=== Given request ===
Recast the data entries below as a Markdown table with the columns "Row" and "Line," numbering each line in order and omitting blank lines.

[Data entries]
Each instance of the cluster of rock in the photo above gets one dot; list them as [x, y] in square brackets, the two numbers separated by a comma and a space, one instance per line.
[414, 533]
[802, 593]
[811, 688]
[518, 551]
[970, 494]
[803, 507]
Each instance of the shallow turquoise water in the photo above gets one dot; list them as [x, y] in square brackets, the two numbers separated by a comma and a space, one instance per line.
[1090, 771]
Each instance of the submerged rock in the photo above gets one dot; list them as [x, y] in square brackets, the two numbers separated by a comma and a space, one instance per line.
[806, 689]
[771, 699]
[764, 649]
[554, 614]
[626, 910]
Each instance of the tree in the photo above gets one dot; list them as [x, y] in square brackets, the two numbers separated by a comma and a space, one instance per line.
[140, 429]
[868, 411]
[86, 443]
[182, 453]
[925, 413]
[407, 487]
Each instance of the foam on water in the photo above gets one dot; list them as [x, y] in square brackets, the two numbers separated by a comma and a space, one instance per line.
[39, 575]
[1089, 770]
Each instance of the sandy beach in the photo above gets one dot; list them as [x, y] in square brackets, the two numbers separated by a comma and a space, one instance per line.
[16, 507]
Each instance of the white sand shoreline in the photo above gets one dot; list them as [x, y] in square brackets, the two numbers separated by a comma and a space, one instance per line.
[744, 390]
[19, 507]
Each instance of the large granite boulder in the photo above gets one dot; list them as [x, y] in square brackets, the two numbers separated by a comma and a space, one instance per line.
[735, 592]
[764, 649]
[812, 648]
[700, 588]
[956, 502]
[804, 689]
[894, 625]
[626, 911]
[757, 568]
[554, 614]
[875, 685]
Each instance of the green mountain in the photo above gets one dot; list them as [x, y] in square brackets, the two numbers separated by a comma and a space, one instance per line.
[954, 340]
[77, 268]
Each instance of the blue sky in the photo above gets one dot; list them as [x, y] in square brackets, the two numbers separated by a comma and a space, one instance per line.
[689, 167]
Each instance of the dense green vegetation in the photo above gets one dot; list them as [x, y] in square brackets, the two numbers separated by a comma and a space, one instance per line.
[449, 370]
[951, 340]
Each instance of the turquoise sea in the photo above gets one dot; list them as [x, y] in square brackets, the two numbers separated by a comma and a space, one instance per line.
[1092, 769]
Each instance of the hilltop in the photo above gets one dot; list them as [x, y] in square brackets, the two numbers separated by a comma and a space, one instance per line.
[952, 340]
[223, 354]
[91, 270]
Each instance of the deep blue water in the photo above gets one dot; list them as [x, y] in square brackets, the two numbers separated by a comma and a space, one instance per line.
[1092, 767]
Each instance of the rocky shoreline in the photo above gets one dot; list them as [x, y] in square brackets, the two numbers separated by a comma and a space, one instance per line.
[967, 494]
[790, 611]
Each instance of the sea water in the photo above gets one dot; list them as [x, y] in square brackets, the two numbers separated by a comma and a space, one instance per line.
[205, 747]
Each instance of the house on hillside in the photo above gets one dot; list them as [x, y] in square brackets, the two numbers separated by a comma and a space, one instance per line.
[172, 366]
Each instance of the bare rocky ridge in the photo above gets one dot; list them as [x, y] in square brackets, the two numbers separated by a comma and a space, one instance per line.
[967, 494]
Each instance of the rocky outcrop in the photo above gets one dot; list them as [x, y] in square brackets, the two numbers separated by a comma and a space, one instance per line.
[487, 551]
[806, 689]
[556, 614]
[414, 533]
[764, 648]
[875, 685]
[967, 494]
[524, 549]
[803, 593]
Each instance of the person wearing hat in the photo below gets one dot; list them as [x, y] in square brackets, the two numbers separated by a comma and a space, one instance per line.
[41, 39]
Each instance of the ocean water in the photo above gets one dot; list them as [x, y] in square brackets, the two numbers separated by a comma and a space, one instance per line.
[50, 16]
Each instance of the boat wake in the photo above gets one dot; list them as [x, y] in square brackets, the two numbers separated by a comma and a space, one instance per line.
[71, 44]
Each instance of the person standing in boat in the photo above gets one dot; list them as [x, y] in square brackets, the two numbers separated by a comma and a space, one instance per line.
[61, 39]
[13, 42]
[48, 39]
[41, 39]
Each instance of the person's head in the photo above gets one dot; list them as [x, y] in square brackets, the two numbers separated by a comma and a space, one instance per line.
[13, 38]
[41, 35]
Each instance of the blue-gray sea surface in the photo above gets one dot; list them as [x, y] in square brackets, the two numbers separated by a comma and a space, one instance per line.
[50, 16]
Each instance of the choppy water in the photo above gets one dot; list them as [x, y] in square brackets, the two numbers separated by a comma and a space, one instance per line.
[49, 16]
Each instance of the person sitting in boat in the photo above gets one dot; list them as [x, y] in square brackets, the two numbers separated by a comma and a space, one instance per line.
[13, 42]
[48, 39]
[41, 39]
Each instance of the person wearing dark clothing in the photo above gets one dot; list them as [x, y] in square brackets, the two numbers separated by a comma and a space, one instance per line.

=== Task answer ===
| Row | Line |
|---|---|
| 1 | Each instance of the cluster of rock in the photo above gets one dot; list them as [x, y] in square brackets, the two numbers separated by a comma and a space, one instance per line. |
| 2 | [414, 533] |
| 3 | [802, 593] |
| 4 | [811, 688] |
| 5 | [518, 551] |
| 6 | [970, 494] |
| 7 | [803, 507] |
| 8 | Each instance of the shallow turquoise water in the photo above gets one dot; list them as [x, y] in square brackets, the two numbers separated by a comma and a space, one instance per line. |
| 9 | [1090, 771] |
| 10 | Each instance of the submerged rock in the photo above gets one dot; list them as [x, y] in square brackets, the two numbers separated by a comma and a space, one instance per line. |
| 11 | [806, 689] |
| 12 | [771, 699] |
| 13 | [764, 649] |
| 14 | [554, 614] |
| 15 | [626, 910] |
| 16 | Each instance of the tree in the photo above gets one dot; list them as [x, y] in square brackets, the two numbers separated by a comma and a space, one instance per line. |
| 17 | [140, 429] |
| 18 | [868, 411] |
| 19 | [86, 443] |
| 20 | [182, 453] |
| 21 | [925, 413] |
| 22 | [407, 487] |
| 23 | Each instance of the foam on water in the photo above gets one dot; list them as [x, y] in square brackets, the two numbers separated by a comma and a space, one instance per line. |
| 24 | [39, 575] |
| 25 | [1089, 770] |
| 26 | Each instance of the sandy beach in the photo above gets one dot; list them as [x, y] in square brackets, the two numbers separated by a comma and a space, one instance per line. |
| 27 | [16, 507] |
| 28 | Each instance of the white sand shoreline in the photo above gets one dot; list them as [x, y] in square brackets, the two numbers separated by a comma and a space, one instance per line. |
| 29 | [744, 390] |
| 30 | [19, 507] |
| 31 | Each instance of the large granite boulder in the photo above gets one dot; list them as [x, y] in square brackets, the two numbers separated by a comma and a space, one instance per line. |
| 32 | [735, 592] |
| 33 | [764, 649] |
| 34 | [812, 648] |
| 35 | [700, 588] |
| 36 | [956, 502] |
| 37 | [804, 689] |
| 38 | [894, 625] |
| 39 | [626, 911] |
| 40 | [757, 568] |
| 41 | [554, 614] |
| 42 | [875, 685] |
| 43 | Each instance of the green mountain in the photo above gets one dot; list them as [x, y] in square brackets, the two numbers separated by a comma and a space, one instance per line. |
| 44 | [954, 340] |
| 45 | [77, 268] |
| 46 | Each instance of the blue sky in the photo above gets one dot; list them as [x, y] in square brackets, the two numbers separated by a comma and a space, one instance per line. |
| 47 | [689, 167] |
| 48 | Each instance of the dense green vegetation in the photo above gets one dot; list them as [x, y] in square brackets, the two numbers separated by a comma and a space, one instance per line. |
| 49 | [449, 370] |
| 50 | [951, 340] |
| 51 | Each instance of the turquoise sea in the photo above gets one dot; list them as [x, y] in square brackets, the two numbers separated by a comma and a space, one instance per line. |
| 52 | [1092, 769] |
| 53 | Each instance of the hilltop in the photo above gets one dot; list them as [x, y] in square brackets, the two numbers separated by a comma and a space, one instance per line. |
| 54 | [952, 340] |
| 55 | [223, 354] |
| 56 | [91, 270] |
| 57 | Each instance of the deep blue water in the photo above gets one dot; list them as [x, y] in square brackets, the two numbers separated by a comma and a space, one instance per line. |
| 58 | [1092, 767] |
| 59 | Each instance of the rocky shoreline in the photo above gets one dot; list them as [x, y] in square brackets, the two numbers separated by a comma and a space, one instance per line. |
| 60 | [967, 494] |
| 61 | [790, 611] |
| 62 | Each instance of the sea water in the photo above gets one dot; list them as [x, y] in square brackets, the two numbers separated by a comma and a space, one instance per line. |
| 63 | [205, 747] |
| 64 | Each instance of the house on hillside in the photo above gets one dot; list them as [x, y] in square brackets, the two numbers separated by a comma and a space, one instance per line. |
| 65 | [172, 366] |
| 66 | Each instance of the bare rocky ridge in the photo above gets one dot; list them as [x, y] in square brackets, the two numbers separated by a comma and a space, one instance per line. |
| 67 | [967, 494] |
| 68 | Each instance of the rocky outcrop in the photo above gets one dot; list them as [x, y] in square brackets, the two numbers separated by a comma and a space, one instance per line. |
| 69 | [487, 551] |
| 70 | [806, 689] |
| 71 | [556, 614] |
| 72 | [414, 533] |
| 73 | [764, 648] |
| 74 | [875, 685] |
| 75 | [967, 494] |
| 76 | [524, 549] |
| 77 | [803, 593] |
| 78 | Each instance of the person wearing hat in the photo below gets one dot; list them as [x, y] in square brackets, the two numbers separated by a comma and a space, one instance per line. |
| 79 | [41, 39] |
| 80 | Each instance of the ocean water in the photo above gets one dot; list them as [x, y] in square brackets, the two numbers separated by a comma and a space, one instance per line. |
| 81 | [50, 16] |
| 82 | Each instance of the boat wake in the photo above gets one dot; list them as [x, y] in square brackets, the two numbers separated by a comma and a space, one instance per line. |
| 83 | [71, 44] |
| 84 | Each instance of the person standing in boat in the photo above gets one dot; list them as [x, y] in square brackets, the two numbers separated by a comma and a space, one instance per line. |
| 85 | [61, 39] |
| 86 | [13, 42] |
| 87 | [48, 39] |
| 88 | [41, 39] |
| 89 | Each instance of the person's head in the photo above gets one dot; list them as [x, y] in square brackets, the two numbers separated by a comma and a space, one instance per line. |
| 90 | [13, 38] |
| 91 | [41, 35] |
| 92 | Each instance of the blue-gray sea surface in the photo above gets one dot; list them as [x, y] in square brackets, the two numbers separated by a comma and a space, one instance per line. |
| 93 | [50, 16] |
| 94 | Each instance of the choppy water in the photo above gets one dot; list them as [x, y] in square brackets, the two numbers separated by a comma and a space, one instance per line. |
| 95 | [49, 16] |
| 96 | Each instance of the person sitting in boat in the photo above gets one dot; list them as [x, y] in square brackets, the two numbers separated by a comma and a space, one instance per line. |
| 97 | [13, 42] |
| 98 | [48, 39] |
| 99 | [41, 39] |
| 100 | Each instance of the person wearing dark clothing in the photo above gets one dot; list them as [x, y] in square brackets, the two numbers separated by a comma and a space, one instance per line. |